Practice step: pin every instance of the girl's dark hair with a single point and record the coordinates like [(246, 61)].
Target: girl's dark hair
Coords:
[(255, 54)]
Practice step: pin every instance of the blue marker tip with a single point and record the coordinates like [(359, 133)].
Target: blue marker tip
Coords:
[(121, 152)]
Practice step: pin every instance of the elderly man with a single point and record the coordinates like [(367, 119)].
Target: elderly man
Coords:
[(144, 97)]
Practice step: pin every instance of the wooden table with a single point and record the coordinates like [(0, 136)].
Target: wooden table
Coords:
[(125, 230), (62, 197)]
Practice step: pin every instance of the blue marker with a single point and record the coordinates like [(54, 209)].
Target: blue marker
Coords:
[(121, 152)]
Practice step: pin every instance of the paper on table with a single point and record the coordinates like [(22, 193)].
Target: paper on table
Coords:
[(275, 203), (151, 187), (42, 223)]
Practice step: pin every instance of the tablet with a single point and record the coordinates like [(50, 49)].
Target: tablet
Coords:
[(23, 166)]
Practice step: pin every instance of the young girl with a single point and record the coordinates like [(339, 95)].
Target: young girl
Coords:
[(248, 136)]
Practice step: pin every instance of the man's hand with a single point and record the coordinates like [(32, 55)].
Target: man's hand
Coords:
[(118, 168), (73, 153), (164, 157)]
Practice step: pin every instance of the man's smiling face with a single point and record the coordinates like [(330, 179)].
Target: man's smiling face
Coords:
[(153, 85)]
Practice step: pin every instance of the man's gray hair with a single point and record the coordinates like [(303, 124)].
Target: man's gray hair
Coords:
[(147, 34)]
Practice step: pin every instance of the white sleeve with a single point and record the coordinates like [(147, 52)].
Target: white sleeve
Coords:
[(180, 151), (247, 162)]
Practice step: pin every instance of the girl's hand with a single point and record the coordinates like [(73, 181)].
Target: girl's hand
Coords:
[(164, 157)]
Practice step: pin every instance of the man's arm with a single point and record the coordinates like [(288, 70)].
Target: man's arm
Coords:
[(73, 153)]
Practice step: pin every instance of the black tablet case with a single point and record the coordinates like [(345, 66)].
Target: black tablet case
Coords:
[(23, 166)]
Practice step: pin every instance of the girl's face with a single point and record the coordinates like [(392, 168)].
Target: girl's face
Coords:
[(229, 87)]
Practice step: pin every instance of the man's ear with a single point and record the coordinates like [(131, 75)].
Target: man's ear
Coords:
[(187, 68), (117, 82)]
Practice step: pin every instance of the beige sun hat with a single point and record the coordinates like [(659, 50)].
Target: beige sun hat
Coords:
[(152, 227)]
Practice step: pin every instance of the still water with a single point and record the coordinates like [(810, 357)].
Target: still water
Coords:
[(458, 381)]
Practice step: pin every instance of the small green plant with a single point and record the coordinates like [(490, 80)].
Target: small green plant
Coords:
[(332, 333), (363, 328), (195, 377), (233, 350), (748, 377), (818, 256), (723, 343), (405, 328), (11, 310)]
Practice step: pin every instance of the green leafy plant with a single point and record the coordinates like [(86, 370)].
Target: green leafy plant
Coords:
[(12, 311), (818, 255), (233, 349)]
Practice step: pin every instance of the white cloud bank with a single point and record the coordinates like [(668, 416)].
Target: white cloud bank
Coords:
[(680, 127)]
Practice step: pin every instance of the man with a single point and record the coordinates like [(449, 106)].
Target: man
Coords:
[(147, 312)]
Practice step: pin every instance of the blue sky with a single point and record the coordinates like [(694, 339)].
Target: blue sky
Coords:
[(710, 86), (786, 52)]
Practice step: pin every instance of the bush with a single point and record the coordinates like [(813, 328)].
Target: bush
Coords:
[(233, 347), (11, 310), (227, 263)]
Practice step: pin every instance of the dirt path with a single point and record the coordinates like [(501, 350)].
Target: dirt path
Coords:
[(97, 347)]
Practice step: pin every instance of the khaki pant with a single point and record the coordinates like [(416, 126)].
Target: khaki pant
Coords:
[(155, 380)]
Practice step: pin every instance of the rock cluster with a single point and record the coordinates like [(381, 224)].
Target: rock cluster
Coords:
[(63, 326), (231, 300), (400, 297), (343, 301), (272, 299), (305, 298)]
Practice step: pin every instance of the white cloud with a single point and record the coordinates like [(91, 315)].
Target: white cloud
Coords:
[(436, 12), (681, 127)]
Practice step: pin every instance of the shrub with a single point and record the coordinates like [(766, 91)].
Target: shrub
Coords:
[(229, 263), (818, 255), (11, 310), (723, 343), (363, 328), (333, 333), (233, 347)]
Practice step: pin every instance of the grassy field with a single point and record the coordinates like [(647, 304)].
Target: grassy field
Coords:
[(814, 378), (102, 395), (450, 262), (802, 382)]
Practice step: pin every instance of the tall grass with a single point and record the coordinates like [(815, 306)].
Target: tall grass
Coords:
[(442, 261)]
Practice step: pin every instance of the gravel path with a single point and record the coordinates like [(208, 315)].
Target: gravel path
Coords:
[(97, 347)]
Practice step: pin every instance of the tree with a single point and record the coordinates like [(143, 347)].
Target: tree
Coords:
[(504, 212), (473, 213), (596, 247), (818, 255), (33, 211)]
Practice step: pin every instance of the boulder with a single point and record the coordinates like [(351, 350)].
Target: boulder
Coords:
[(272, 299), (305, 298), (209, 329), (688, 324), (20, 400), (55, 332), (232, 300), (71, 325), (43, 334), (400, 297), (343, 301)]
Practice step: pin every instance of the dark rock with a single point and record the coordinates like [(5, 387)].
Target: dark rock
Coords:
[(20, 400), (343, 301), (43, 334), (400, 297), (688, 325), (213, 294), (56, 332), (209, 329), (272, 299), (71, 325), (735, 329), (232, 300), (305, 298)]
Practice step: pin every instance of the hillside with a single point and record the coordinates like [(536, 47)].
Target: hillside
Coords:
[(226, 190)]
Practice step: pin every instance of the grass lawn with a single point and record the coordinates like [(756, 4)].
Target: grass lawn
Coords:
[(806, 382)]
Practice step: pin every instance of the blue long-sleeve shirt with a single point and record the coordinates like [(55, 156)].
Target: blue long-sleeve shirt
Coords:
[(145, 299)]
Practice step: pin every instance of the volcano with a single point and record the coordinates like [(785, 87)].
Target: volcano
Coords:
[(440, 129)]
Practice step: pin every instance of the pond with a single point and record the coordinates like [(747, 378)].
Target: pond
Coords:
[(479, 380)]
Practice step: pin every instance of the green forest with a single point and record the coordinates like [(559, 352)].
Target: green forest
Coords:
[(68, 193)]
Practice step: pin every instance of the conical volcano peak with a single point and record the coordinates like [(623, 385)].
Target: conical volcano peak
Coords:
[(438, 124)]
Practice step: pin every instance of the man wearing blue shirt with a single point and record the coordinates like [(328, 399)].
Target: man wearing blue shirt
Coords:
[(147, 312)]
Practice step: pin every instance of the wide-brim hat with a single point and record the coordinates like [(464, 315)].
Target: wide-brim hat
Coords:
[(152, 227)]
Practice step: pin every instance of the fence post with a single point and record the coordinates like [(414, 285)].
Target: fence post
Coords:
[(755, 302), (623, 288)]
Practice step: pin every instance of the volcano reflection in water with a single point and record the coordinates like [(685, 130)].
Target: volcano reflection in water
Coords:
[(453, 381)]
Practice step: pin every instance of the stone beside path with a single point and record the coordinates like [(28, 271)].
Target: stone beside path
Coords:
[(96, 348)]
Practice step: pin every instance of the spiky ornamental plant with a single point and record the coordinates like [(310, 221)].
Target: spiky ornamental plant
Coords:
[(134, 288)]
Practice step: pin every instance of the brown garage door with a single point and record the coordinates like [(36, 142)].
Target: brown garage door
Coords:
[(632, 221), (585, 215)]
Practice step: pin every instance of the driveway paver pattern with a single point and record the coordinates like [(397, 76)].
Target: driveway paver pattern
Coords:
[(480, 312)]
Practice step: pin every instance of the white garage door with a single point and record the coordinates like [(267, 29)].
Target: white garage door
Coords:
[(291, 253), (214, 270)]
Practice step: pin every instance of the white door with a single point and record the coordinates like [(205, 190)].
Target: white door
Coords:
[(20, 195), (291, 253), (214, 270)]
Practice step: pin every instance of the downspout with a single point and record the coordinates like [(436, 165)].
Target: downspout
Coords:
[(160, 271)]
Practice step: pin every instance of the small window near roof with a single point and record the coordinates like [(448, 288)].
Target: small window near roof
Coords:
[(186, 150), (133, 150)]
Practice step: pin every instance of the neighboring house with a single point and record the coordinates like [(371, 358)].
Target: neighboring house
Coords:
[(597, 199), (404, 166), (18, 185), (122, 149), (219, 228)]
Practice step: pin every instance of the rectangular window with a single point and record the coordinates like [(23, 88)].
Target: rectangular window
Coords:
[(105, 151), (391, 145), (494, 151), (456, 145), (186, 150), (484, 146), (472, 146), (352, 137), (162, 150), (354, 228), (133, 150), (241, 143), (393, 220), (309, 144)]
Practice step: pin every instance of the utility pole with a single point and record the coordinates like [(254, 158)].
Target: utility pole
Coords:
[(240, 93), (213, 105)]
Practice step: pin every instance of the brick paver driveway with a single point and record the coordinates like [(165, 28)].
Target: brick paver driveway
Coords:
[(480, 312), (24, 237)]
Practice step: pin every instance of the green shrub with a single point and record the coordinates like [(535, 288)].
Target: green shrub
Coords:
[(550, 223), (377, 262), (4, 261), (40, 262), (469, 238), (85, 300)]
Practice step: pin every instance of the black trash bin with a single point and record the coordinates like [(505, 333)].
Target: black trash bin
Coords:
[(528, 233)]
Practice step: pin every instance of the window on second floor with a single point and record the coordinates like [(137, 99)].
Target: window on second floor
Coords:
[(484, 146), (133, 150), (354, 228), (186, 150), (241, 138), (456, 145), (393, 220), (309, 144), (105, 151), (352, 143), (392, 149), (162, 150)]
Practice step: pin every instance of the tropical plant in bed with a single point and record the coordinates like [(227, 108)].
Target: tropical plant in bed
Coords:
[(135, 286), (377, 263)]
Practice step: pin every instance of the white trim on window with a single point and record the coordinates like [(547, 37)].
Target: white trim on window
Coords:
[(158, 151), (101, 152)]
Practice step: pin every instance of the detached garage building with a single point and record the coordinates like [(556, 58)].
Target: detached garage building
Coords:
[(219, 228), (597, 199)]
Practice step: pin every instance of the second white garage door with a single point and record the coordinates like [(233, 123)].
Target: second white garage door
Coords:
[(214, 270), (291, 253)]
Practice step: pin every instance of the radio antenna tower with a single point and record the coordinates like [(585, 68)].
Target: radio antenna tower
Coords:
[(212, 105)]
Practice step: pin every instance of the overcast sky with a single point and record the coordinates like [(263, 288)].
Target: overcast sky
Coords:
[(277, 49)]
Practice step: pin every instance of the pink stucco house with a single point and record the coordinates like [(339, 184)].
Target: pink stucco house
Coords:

> _REQUIREMENT_: Render the records, starting at the beginning and ending at the line that contains "[(255, 54)]", as a two-column CSV with the headers input and output and one row per text-and-answer pair. Put each text and each answer in its own quoted field, with line breaks changed to spaces.

> _EXERCISE RESULT_:
input,output
"Practice step: pin every instance of the girl's dark hair with a single point and record the coordinates like [(246, 61)]. Target: girl's dark hair Coords:","[(255, 54)]"